- INFORMATION PROVIDED
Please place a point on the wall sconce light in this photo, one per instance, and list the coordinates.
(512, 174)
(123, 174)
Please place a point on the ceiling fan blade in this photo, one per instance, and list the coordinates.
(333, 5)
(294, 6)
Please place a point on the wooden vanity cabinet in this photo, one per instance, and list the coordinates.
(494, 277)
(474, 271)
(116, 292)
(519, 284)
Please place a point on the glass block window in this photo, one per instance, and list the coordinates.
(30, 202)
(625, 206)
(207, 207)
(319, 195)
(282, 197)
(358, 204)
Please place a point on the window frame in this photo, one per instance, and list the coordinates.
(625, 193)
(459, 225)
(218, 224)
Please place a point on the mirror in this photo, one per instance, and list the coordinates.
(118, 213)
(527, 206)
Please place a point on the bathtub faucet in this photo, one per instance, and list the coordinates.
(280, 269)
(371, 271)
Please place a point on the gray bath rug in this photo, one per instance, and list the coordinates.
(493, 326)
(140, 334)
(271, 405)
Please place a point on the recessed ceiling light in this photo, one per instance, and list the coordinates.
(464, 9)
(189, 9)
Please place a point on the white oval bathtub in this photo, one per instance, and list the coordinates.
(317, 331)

- DESCRIPTION OF THE TASK
Restate the material above word for word, leaving nothing out.

- FINISHED TASK
Please place a point on the wall sconce light in this photo, one per instance, and list the coordinates.
(512, 174)
(123, 174)
Please place a point on the ceiling fan blade in this photo, one per instance, and list the coordinates.
(333, 5)
(294, 6)
Please place a point on the wooden vanity cabinet in this photo, one per instance, and list the coordinates.
(494, 277)
(474, 271)
(116, 292)
(519, 284)
Please place a point on the glass block window in this photo, one per instance, and list the coordinates.
(30, 202)
(625, 206)
(207, 207)
(319, 195)
(282, 197)
(358, 204)
Please place a point on the window frame in this photo, one per instance, and list the coordinates.
(625, 193)
(459, 225)
(218, 224)
Please place a point on the mirror in this photo, one per instance, and list the coordinates.
(118, 213)
(527, 206)
Please place a point on the bathtub faucet in this photo, one per instance, and list the coordinates.
(280, 269)
(371, 271)
Please place a point on the gray bath rug in this photo, one per instance, and list the coordinates.
(493, 326)
(140, 334)
(271, 405)
Please place a point on the recessed ceiling light in this photo, one per instance, and list the coordinates.
(464, 9)
(189, 9)
Please place a point on the white oval bathtub in this photo, one per instance, and list the coordinates.
(317, 331)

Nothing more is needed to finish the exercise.